As soon as the line containing "the nightstand in the photo above." appears in the material below, start returning lines exactly, and end with the line containing "housing in the photo above.".

● Records for the exercise
★ ★ ★ ★ ★

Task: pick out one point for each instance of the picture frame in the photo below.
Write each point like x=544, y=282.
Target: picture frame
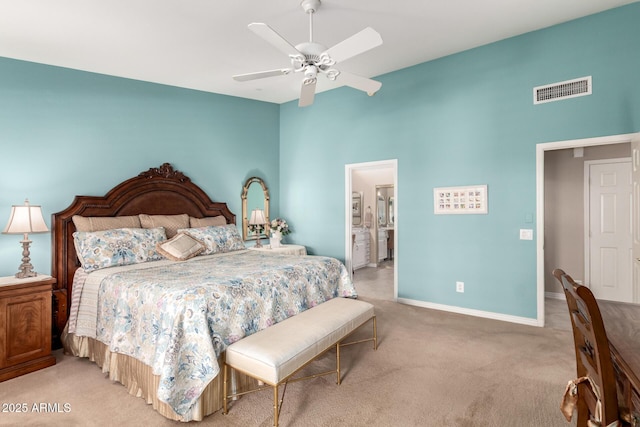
x=468, y=199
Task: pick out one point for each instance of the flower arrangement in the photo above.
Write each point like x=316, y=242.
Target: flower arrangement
x=280, y=225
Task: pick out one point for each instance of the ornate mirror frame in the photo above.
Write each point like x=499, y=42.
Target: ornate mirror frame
x=246, y=235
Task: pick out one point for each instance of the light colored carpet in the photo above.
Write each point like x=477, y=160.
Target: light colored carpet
x=431, y=369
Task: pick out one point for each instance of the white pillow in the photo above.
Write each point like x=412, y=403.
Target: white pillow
x=180, y=247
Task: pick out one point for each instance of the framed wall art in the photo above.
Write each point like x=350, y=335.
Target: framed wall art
x=468, y=199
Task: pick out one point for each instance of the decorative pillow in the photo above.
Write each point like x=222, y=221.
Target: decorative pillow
x=171, y=223
x=217, y=239
x=180, y=247
x=99, y=223
x=121, y=246
x=207, y=222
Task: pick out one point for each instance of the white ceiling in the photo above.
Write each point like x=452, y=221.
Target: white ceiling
x=200, y=44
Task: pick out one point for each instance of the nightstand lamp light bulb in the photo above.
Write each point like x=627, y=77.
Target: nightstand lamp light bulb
x=26, y=219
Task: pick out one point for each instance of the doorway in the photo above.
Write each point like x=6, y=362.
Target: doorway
x=541, y=225
x=608, y=266
x=379, y=277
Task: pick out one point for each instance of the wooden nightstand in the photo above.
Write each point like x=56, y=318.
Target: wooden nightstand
x=25, y=325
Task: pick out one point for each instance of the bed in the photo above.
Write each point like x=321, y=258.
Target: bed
x=159, y=324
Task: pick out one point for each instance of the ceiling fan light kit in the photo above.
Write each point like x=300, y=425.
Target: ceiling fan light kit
x=311, y=58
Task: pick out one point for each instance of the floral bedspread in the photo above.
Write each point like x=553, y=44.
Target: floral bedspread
x=178, y=317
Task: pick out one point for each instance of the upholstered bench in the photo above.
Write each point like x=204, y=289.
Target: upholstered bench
x=273, y=355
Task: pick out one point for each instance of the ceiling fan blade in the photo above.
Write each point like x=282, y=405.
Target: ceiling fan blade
x=355, y=45
x=307, y=93
x=261, y=74
x=358, y=82
x=270, y=35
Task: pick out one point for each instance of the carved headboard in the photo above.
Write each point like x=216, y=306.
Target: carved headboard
x=158, y=191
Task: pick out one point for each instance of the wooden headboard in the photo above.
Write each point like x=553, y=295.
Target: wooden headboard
x=158, y=191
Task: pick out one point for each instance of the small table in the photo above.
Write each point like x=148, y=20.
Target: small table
x=282, y=250
x=25, y=330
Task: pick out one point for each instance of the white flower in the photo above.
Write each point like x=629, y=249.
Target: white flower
x=280, y=225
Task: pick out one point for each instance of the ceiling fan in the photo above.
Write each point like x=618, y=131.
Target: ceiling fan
x=311, y=58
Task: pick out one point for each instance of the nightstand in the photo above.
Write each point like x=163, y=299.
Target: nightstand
x=25, y=325
x=282, y=250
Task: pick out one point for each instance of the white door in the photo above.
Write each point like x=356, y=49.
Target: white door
x=610, y=239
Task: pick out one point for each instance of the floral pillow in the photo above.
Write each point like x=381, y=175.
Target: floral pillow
x=217, y=239
x=120, y=246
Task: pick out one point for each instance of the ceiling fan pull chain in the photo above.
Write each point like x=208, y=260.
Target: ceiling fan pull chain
x=311, y=25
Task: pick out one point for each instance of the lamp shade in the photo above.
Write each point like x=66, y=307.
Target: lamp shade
x=257, y=217
x=26, y=219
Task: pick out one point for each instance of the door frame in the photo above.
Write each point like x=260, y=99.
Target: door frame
x=587, y=212
x=348, y=188
x=540, y=150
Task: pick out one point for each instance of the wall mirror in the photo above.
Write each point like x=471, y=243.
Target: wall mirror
x=384, y=205
x=382, y=210
x=255, y=195
x=356, y=208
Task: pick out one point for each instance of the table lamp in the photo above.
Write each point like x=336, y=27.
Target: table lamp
x=26, y=219
x=256, y=224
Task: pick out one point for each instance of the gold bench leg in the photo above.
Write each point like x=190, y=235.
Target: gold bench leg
x=338, y=379
x=224, y=389
x=275, y=405
x=375, y=334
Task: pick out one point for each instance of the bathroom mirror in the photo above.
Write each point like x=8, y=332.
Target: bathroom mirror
x=255, y=195
x=382, y=210
x=356, y=208
x=384, y=205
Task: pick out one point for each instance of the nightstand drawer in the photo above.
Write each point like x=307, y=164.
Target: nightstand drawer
x=25, y=326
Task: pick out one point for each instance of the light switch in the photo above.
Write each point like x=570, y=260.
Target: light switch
x=526, y=234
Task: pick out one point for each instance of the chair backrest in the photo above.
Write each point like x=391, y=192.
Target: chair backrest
x=593, y=356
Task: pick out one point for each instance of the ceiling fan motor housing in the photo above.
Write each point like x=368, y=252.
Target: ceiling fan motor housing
x=310, y=6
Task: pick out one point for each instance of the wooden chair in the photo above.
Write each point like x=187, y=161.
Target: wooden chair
x=593, y=357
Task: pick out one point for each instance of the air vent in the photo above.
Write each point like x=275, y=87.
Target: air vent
x=562, y=90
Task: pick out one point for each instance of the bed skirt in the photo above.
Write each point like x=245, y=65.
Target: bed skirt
x=140, y=381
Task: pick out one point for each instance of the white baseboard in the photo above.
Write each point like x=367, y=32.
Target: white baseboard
x=471, y=312
x=555, y=295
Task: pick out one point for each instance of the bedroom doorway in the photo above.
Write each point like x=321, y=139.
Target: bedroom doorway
x=545, y=248
x=374, y=275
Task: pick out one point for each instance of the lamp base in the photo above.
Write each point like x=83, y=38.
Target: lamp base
x=26, y=269
x=25, y=272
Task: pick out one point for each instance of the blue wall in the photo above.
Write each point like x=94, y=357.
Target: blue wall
x=65, y=133
x=466, y=119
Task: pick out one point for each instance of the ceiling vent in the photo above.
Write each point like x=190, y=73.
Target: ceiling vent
x=562, y=90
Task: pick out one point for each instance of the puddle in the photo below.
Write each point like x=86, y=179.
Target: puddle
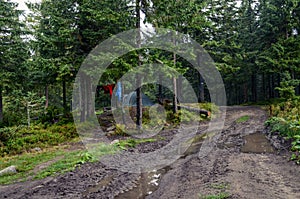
x=149, y=182
x=257, y=143
x=146, y=185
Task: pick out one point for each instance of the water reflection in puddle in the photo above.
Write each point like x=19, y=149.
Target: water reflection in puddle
x=257, y=143
x=146, y=185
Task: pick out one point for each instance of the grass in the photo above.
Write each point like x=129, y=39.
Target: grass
x=285, y=120
x=242, y=119
x=25, y=164
x=223, y=186
x=124, y=144
x=222, y=195
x=66, y=161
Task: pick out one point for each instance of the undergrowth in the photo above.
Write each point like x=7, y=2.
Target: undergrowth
x=20, y=139
x=285, y=119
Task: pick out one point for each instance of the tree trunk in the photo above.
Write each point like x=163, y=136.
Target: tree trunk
x=245, y=93
x=82, y=98
x=139, y=110
x=179, y=89
x=201, y=88
x=175, y=108
x=47, y=96
x=64, y=97
x=201, y=81
x=1, y=105
x=254, y=91
x=89, y=98
x=160, y=90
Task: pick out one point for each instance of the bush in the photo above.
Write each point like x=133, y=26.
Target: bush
x=15, y=140
x=286, y=121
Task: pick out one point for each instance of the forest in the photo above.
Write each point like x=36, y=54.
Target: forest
x=254, y=44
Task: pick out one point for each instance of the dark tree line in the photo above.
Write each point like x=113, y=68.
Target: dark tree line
x=255, y=44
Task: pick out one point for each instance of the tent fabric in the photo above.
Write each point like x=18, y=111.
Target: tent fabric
x=130, y=100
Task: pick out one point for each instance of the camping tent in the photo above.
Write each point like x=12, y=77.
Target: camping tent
x=130, y=100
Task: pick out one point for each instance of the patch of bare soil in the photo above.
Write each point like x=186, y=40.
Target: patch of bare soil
x=232, y=167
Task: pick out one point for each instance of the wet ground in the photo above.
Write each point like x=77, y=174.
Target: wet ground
x=239, y=162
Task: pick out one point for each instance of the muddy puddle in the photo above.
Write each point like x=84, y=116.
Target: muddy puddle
x=257, y=143
x=149, y=182
x=146, y=185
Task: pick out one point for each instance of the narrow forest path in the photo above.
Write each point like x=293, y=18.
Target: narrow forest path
x=242, y=164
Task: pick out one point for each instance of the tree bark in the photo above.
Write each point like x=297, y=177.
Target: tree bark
x=175, y=108
x=82, y=98
x=201, y=81
x=47, y=96
x=139, y=110
x=1, y=105
x=254, y=91
x=64, y=97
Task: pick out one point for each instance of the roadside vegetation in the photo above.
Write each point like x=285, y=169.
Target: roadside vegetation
x=285, y=120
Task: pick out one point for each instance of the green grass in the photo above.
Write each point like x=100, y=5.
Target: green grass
x=220, y=186
x=124, y=144
x=70, y=161
x=242, y=119
x=25, y=163
x=21, y=139
x=285, y=119
x=222, y=195
x=66, y=161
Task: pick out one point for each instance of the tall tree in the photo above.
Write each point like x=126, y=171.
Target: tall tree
x=12, y=49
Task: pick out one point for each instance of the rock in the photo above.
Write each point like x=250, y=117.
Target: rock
x=8, y=170
x=114, y=142
x=111, y=128
x=37, y=149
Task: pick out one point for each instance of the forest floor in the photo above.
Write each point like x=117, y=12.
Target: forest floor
x=241, y=164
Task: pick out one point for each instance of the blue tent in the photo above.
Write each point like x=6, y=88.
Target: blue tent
x=130, y=100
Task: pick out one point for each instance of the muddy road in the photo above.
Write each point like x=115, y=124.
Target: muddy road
x=240, y=163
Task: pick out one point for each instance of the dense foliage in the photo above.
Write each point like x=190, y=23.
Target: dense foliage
x=286, y=121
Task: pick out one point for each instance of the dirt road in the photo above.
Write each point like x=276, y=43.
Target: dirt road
x=242, y=164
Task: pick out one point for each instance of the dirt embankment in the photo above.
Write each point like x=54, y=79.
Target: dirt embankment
x=241, y=164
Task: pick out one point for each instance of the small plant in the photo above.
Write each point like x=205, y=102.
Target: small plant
x=222, y=195
x=286, y=121
x=242, y=119
x=131, y=143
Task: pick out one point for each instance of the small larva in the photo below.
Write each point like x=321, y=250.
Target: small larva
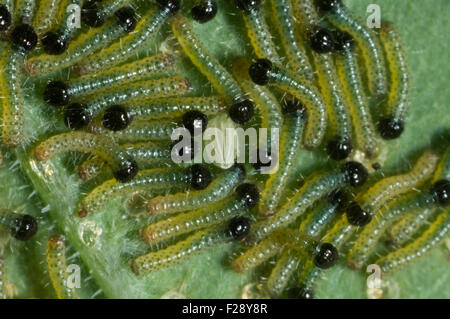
x=246, y=197
x=46, y=16
x=361, y=211
x=172, y=107
x=123, y=166
x=367, y=41
x=144, y=32
x=179, y=252
x=315, y=187
x=258, y=31
x=413, y=202
x=430, y=238
x=60, y=93
x=12, y=96
x=263, y=72
x=57, y=268
x=292, y=43
x=320, y=219
x=219, y=77
x=284, y=269
x=94, y=13
x=405, y=229
x=157, y=178
x=141, y=131
x=78, y=115
x=143, y=153
x=391, y=125
x=83, y=46
x=349, y=74
x=22, y=227
x=290, y=140
x=220, y=187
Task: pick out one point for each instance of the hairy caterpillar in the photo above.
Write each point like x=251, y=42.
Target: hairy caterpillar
x=57, y=268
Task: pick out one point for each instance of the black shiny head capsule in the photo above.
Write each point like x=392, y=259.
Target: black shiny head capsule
x=355, y=173
x=172, y=5
x=53, y=43
x=127, y=170
x=356, y=216
x=116, y=118
x=293, y=106
x=338, y=197
x=24, y=37
x=241, y=112
x=343, y=41
x=205, y=11
x=441, y=191
x=249, y=193
x=91, y=15
x=26, y=227
x=201, y=176
x=326, y=5
x=195, y=121
x=390, y=128
x=5, y=18
x=259, y=71
x=338, y=148
x=57, y=93
x=321, y=40
x=127, y=18
x=77, y=116
x=248, y=5
x=301, y=292
x=327, y=256
x=238, y=227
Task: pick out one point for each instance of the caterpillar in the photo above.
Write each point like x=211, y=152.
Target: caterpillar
x=59, y=93
x=57, y=268
x=197, y=176
x=258, y=30
x=85, y=44
x=351, y=173
x=22, y=226
x=338, y=15
x=263, y=72
x=360, y=211
x=350, y=77
x=247, y=196
x=124, y=167
x=78, y=115
x=220, y=187
x=204, y=10
x=145, y=31
x=391, y=125
x=290, y=140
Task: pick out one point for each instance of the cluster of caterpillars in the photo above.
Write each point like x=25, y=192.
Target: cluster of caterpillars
x=123, y=111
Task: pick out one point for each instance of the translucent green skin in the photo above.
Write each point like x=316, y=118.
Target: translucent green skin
x=306, y=93
x=145, y=31
x=284, y=269
x=80, y=48
x=295, y=52
x=211, y=215
x=290, y=140
x=430, y=238
x=369, y=44
x=164, y=87
x=313, y=189
x=158, y=178
x=178, y=252
x=219, y=188
x=12, y=100
x=349, y=74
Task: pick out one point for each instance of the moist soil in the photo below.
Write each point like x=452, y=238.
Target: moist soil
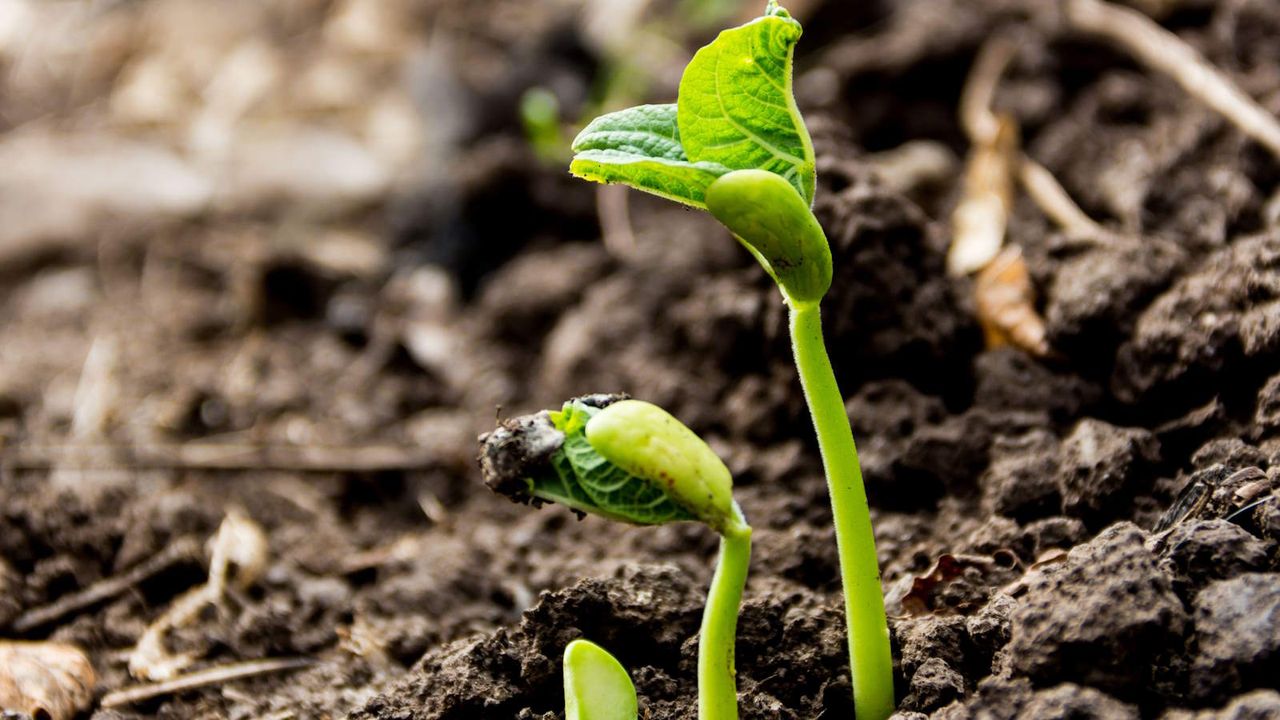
x=1088, y=534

★ ★ ★ ★ ★

● Task output
Task: pick out one point for each instance of the nightstand in the photo above.
Write each point like x=163, y=299.
Target: nightstand
x=25, y=325
x=282, y=250
Task: pick out one point for each instance of the white door in the photo above.
Write each point like x=356, y=49.
Target: white door
x=610, y=239
Task: pick out one point for each instance of the floral pillow in the photo above.
Write each point like x=381, y=175.
Target: floral pillow
x=217, y=239
x=120, y=246
Task: pick out one point for each instance of the ceiling fan pull chain in the photo above.
Write each point like x=208, y=260.
Target: ceiling fan pull chain
x=311, y=25
Task: pick out one point for each instance of the lamp shade in the photo above.
Write each point like x=66, y=307.
Target: lamp shade
x=257, y=217
x=26, y=219
Task: pick out one point for each instance of the door frame in the photo above.
Write each point like x=260, y=99.
Target: door frame
x=587, y=212
x=348, y=188
x=540, y=150
Task: pick out one point for each instance of the wall mirror in the photo above.
Write each point like x=471, y=243.
Target: wall mirror
x=384, y=205
x=382, y=210
x=255, y=195
x=356, y=208
Task: pick out one point for each instance of the table lamp in the photo above.
Write each point like x=336, y=27.
Target: table lamp
x=26, y=219
x=256, y=224
Task: pick out one point for each instance of the gold bench leg in the photo above.
Write each point like x=190, y=235.
Target: gold bench leg
x=338, y=379
x=224, y=389
x=275, y=405
x=375, y=334
Task: pick out one point for each instance of the bathroom mirror in the photo above.
Write each point like x=8, y=332.
Target: bathroom mirror
x=255, y=195
x=382, y=210
x=356, y=208
x=384, y=205
Task: pick out one point for each instance of the nightstand drawer in the photo above.
Write each point like x=307, y=164.
Target: nightstand drawer
x=25, y=326
Task: pick out one point for each instance of the light switch in the photo above.
Write each point like x=570, y=260.
Target: light switch
x=526, y=234
Task: pick out one point for each instance of the chair backrest in the photo above.
Write each point like x=391, y=192.
Target: chair backrest
x=593, y=356
Task: pick out one point for each instance of the ceiling fan motor housing in the photo above.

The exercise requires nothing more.